Set task =
Put each line of the data below into a numbered list, and leave out any blank lines.

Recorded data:
________________________
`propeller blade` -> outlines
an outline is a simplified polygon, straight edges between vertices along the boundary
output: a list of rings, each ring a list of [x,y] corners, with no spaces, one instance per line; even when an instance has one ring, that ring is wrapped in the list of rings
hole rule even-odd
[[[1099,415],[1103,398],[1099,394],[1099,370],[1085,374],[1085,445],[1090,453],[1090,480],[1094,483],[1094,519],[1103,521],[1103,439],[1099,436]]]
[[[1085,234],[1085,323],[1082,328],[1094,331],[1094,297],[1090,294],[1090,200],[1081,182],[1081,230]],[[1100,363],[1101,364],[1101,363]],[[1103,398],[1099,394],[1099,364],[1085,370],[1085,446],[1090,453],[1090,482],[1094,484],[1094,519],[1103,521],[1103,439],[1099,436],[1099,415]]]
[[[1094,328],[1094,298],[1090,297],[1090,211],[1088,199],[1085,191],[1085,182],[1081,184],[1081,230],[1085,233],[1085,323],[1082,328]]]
________________________
Result for this exercise =
1. `propeller blade` -> outlines
2. an outline is a simplified polygon, straight edges between vertices along the boundary
3. output: a list of rings, each ring a list of [x,y] corners, with no spaces, one instance per line; even when an instance has one ring, that ring is wrapped in the list of rings
4. hole rule even-odd
5. [[[1099,415],[1103,398],[1099,394],[1099,370],[1085,374],[1085,445],[1090,453],[1090,480],[1094,483],[1094,519],[1103,521],[1103,439],[1099,436]]]
6. [[[1085,234],[1085,323],[1082,328],[1094,331],[1094,297],[1090,294],[1090,200],[1081,182],[1081,230]],[[1100,363],[1101,364],[1101,363]],[[1103,398],[1099,394],[1099,364],[1085,370],[1085,446],[1090,453],[1090,482],[1094,484],[1094,519],[1103,521],[1103,439],[1099,436],[1099,415]]]
7. [[[1094,328],[1094,298],[1090,297],[1090,211],[1088,199],[1085,191],[1085,182],[1081,184],[1081,230],[1085,233],[1085,323],[1082,328]]]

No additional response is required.